RECORDS SUPPLIED: Begin

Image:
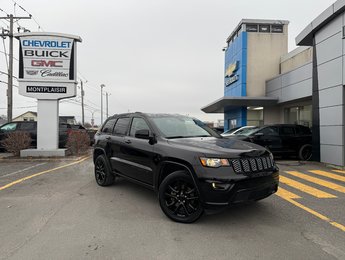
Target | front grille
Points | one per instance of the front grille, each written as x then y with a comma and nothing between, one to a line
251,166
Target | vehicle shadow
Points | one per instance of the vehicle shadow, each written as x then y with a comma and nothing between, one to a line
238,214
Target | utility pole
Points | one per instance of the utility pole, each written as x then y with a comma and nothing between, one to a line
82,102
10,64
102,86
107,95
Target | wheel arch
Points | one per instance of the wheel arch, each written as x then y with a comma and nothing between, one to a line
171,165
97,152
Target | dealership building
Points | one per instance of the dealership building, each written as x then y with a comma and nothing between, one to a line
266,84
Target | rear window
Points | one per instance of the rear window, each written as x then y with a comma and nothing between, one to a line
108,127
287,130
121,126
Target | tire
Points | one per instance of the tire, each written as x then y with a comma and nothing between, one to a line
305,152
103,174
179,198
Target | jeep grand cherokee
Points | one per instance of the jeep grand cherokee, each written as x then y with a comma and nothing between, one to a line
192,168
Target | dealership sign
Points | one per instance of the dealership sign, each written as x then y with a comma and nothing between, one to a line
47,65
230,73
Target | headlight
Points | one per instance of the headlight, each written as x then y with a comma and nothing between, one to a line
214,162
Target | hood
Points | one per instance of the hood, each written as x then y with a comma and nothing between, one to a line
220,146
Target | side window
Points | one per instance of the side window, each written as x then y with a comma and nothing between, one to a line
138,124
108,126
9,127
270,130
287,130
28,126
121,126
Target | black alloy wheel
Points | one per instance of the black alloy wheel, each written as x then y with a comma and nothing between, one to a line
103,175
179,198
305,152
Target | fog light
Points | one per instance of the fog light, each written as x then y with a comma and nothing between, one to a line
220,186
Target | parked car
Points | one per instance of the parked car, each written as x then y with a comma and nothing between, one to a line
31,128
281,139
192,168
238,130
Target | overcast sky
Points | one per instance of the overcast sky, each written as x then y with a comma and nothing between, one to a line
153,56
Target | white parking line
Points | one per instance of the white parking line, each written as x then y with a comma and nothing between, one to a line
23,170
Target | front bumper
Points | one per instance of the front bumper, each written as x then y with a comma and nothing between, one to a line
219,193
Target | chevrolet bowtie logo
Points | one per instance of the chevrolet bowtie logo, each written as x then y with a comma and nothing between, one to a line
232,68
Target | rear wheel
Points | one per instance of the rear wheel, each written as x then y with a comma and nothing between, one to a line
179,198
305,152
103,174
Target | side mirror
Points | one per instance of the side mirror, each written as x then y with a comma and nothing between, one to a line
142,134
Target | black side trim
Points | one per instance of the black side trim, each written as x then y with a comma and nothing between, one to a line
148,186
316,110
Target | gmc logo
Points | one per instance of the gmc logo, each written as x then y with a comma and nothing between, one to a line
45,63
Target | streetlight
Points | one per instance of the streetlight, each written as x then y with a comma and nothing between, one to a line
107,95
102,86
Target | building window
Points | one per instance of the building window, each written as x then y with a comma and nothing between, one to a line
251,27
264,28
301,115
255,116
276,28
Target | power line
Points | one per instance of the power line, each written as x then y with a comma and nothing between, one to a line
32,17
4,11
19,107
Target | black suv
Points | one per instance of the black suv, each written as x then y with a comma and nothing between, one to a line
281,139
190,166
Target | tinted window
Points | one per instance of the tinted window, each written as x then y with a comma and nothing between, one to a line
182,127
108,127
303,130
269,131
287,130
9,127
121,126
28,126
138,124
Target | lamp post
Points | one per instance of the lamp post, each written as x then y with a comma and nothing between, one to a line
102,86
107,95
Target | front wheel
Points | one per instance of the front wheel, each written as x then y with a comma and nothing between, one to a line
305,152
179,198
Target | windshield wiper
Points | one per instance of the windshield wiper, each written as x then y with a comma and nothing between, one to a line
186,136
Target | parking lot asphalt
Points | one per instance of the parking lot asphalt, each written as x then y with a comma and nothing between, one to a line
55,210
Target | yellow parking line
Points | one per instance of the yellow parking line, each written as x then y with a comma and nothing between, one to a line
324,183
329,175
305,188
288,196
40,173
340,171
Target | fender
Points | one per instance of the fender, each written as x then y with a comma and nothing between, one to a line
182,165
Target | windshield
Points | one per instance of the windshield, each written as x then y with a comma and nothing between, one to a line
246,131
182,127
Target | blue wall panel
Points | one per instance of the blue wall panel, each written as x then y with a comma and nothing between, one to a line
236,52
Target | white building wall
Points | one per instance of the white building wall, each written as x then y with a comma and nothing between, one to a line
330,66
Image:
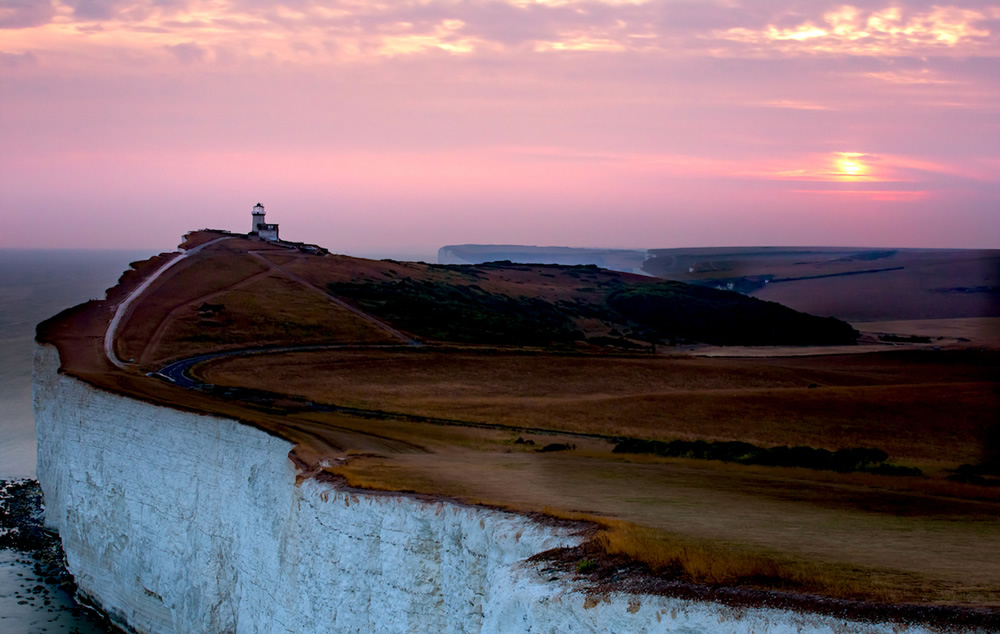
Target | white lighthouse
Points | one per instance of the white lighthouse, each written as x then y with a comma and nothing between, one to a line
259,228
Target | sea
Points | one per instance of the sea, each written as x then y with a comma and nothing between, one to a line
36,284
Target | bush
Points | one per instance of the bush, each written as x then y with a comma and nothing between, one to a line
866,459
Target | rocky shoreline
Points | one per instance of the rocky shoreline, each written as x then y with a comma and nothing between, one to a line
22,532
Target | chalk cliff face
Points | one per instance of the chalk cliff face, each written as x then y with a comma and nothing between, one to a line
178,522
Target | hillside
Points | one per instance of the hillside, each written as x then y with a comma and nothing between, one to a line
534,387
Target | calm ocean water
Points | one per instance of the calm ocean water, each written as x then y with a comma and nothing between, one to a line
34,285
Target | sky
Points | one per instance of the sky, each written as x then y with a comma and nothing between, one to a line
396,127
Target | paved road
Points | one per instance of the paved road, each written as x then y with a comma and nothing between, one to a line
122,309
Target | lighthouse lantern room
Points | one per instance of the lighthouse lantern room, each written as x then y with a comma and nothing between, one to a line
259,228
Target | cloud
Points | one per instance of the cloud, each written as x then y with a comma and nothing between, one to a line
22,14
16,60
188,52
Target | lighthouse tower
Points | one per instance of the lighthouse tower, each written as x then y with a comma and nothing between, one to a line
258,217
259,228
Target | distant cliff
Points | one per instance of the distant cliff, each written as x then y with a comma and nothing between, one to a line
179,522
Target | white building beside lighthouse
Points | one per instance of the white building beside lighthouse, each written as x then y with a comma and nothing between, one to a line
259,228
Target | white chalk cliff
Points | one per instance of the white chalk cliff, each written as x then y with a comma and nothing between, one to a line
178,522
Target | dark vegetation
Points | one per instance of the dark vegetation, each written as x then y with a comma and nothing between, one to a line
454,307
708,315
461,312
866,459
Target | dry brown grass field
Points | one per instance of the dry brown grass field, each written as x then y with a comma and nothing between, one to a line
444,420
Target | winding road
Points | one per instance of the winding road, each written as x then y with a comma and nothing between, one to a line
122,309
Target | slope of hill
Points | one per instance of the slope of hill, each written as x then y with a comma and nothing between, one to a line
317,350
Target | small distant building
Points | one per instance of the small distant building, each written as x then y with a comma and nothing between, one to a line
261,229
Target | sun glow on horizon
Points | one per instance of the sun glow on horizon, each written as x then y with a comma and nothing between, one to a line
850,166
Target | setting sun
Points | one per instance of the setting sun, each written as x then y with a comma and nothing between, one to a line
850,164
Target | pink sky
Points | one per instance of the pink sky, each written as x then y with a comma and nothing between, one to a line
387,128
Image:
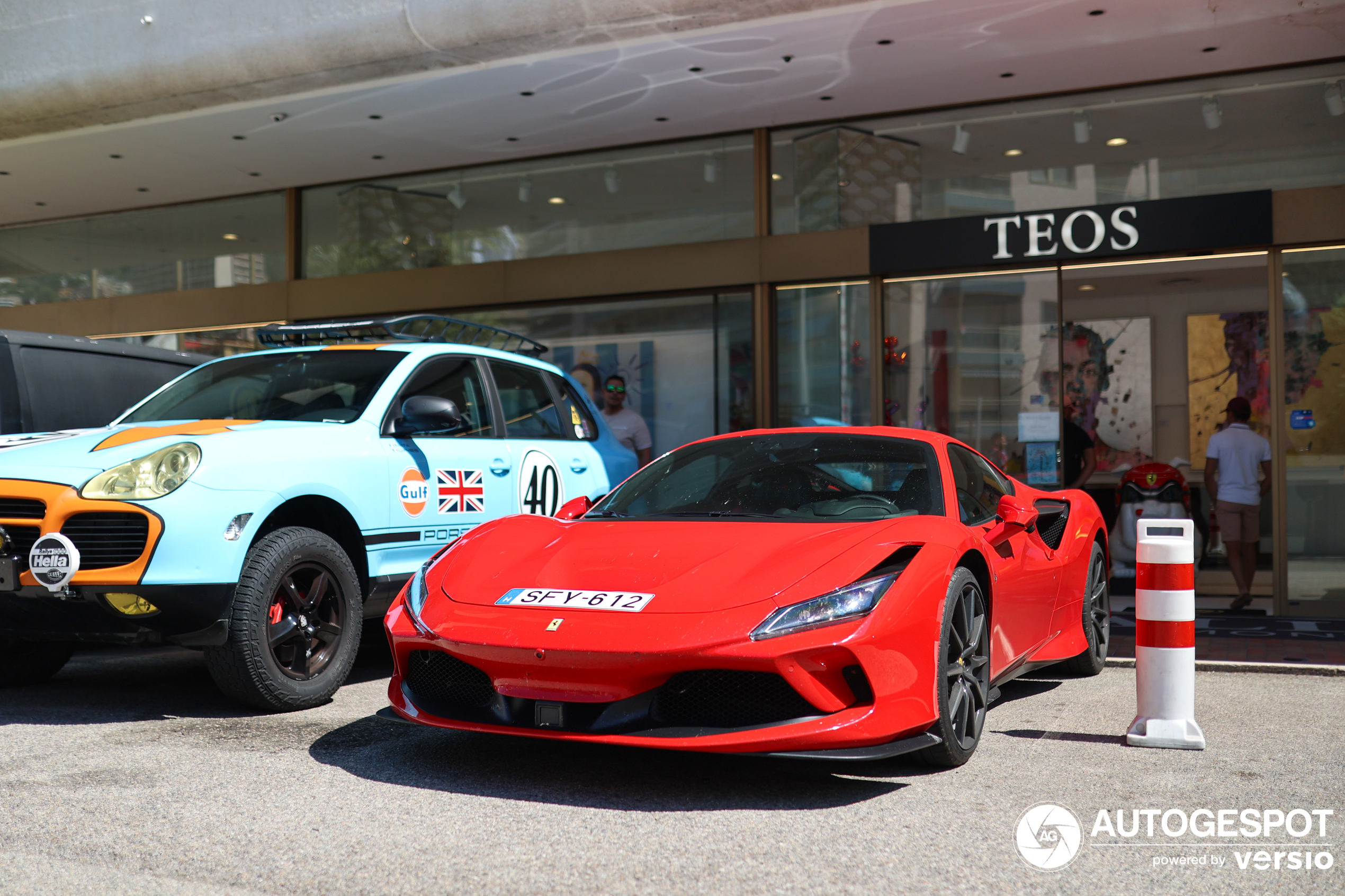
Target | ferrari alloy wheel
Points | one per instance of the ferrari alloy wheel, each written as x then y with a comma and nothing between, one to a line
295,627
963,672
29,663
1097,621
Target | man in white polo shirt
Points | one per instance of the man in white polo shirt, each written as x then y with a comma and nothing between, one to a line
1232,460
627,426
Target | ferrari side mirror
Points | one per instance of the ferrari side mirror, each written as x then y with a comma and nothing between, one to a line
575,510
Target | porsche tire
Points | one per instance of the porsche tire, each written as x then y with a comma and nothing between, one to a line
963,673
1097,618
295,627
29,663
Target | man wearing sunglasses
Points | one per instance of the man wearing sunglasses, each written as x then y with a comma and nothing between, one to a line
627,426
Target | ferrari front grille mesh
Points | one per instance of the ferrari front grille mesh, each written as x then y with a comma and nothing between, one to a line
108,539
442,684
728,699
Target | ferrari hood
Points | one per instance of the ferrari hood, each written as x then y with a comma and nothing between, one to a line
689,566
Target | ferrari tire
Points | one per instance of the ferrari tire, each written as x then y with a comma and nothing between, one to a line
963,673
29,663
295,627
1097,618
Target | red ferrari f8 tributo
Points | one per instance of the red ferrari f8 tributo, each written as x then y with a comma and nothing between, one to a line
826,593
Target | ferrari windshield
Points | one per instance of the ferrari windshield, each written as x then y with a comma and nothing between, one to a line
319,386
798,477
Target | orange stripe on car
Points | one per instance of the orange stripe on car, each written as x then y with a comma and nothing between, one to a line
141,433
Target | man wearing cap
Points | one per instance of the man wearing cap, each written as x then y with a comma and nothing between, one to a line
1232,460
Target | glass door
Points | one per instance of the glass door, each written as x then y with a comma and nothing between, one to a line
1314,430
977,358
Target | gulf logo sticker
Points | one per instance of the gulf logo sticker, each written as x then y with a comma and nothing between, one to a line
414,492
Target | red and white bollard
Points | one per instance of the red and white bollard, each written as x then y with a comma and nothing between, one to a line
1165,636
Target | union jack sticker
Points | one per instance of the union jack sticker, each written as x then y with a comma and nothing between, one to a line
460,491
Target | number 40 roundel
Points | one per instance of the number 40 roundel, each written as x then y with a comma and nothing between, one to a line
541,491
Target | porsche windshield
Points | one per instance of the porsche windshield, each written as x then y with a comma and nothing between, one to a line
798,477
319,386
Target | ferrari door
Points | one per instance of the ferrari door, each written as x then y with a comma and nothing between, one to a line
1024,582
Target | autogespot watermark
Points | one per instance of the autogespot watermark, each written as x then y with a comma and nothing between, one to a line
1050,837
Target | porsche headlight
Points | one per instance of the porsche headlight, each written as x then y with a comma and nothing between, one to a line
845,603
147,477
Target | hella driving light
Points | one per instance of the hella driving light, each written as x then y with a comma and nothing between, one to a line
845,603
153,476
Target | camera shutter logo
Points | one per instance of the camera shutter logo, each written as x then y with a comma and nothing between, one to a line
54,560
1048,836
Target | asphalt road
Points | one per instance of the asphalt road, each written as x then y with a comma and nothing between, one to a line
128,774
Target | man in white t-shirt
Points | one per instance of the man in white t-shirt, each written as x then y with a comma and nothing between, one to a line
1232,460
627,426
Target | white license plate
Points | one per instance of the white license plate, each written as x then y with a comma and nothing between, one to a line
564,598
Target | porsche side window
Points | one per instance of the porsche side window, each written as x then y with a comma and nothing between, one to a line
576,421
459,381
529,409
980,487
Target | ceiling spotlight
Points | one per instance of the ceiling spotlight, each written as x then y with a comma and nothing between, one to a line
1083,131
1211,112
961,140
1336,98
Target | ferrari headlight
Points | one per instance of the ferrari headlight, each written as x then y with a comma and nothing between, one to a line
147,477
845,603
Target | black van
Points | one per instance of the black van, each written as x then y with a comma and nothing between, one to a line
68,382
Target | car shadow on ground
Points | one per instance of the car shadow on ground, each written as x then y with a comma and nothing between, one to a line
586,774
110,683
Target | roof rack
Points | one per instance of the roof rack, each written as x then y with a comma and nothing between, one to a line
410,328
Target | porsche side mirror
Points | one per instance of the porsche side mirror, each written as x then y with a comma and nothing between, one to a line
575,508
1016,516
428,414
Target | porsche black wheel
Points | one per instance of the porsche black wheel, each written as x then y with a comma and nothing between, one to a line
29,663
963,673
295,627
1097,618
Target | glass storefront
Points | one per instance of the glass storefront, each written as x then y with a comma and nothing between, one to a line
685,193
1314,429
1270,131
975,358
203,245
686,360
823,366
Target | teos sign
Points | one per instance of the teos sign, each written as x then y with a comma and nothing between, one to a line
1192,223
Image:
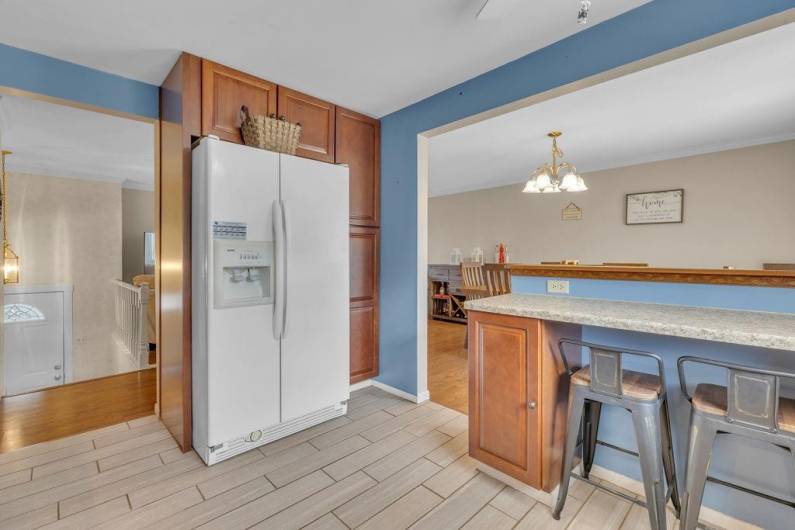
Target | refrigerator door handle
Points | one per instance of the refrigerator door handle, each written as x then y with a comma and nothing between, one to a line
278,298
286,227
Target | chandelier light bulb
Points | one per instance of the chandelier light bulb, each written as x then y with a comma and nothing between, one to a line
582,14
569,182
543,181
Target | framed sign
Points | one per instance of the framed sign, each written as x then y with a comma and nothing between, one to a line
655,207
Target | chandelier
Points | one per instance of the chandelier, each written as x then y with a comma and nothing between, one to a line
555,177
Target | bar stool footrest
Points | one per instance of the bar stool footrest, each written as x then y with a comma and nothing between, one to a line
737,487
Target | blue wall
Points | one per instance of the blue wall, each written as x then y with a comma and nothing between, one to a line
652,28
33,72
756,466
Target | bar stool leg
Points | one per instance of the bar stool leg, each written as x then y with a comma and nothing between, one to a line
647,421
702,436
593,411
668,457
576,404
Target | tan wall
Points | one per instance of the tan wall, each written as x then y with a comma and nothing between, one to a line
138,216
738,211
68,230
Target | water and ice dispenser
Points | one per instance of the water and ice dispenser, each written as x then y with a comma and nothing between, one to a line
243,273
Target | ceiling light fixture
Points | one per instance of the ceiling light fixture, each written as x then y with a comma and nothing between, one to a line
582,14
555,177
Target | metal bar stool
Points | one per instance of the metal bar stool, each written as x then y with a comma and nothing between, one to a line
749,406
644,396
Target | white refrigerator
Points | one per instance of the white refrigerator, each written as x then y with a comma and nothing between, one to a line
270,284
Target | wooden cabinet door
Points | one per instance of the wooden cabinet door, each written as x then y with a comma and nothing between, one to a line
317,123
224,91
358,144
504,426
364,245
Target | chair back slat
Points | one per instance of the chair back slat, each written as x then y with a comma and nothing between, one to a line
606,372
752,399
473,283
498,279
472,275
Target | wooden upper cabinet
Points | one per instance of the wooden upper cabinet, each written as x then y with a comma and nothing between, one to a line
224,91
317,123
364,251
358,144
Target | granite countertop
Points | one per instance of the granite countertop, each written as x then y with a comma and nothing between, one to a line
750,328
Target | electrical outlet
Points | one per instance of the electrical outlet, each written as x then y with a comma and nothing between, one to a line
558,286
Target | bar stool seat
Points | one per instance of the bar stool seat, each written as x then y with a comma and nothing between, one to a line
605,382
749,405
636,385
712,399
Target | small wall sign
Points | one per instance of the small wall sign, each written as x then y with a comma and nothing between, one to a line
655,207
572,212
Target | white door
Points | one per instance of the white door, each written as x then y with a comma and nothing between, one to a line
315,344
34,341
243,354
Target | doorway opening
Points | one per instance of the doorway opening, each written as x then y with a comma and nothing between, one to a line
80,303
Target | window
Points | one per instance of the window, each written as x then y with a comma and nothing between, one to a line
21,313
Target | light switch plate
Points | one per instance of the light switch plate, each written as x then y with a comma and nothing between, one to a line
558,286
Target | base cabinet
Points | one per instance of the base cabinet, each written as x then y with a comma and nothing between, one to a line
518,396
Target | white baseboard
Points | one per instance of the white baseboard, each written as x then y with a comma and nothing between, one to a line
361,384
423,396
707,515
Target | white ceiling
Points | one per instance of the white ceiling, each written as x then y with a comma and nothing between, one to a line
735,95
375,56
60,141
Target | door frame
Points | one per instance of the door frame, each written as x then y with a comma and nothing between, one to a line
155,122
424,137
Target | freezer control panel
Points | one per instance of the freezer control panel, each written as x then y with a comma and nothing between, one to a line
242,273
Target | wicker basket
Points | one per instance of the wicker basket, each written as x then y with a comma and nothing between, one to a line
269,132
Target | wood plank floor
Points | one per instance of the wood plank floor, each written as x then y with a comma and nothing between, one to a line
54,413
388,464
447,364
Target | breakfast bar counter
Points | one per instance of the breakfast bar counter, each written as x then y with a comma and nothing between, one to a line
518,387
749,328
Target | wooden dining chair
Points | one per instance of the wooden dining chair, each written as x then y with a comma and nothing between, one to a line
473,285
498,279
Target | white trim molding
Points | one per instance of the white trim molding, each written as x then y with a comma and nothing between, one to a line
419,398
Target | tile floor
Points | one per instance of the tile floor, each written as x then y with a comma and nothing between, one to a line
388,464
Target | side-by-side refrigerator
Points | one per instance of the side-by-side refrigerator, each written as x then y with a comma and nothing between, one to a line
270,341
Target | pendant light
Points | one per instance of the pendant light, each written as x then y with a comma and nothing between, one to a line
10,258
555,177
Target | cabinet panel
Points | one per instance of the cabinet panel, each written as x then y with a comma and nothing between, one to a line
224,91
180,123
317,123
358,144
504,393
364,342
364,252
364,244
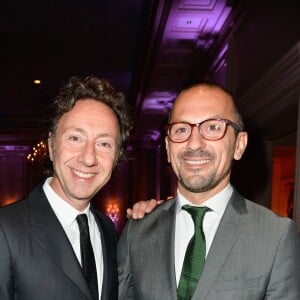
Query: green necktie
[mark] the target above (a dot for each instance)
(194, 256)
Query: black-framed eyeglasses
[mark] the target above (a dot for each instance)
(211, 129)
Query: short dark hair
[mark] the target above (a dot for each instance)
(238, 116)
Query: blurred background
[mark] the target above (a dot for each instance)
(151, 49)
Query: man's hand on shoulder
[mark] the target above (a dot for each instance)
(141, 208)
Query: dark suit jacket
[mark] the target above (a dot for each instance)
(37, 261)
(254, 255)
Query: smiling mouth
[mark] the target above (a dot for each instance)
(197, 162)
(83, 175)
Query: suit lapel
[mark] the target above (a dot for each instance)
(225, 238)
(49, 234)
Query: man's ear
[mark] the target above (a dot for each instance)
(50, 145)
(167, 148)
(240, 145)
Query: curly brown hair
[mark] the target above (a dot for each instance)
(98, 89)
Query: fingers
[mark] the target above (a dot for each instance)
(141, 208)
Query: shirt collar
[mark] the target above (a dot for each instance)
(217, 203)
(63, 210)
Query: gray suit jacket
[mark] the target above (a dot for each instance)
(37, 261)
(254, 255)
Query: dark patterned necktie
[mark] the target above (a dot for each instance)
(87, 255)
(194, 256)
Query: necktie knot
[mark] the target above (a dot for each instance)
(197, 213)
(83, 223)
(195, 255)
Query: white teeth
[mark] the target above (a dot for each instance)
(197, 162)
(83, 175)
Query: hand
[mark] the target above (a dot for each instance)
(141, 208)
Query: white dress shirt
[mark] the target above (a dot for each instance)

RECORDS SUPPLIED: End

DIRECTIONS -> Please, from the material above, copy only the lines from the line with "Points | one per instance of the wooden cabinet" up to and including the line with "Target | granite countertop", exactly as written.

WRITTEN SOLUTION ->
Points | one per instance of the wooden cabinet door, each written as x then y with a comma and nothing between, one to a line
317,123
224,91
358,144
504,426
364,245
Target | chair back slat
Points | one per instance of the chair back slat, each written as x then y with a comma and nothing between, one to a line
606,372
752,399
473,283
498,279
472,275
Target | wooden upper cabinet
Points | one per instance of the wooden upper cabinet, each written as x then y with a comma and nothing between, one to a line
224,91
317,123
364,251
358,144
Target | granite countertop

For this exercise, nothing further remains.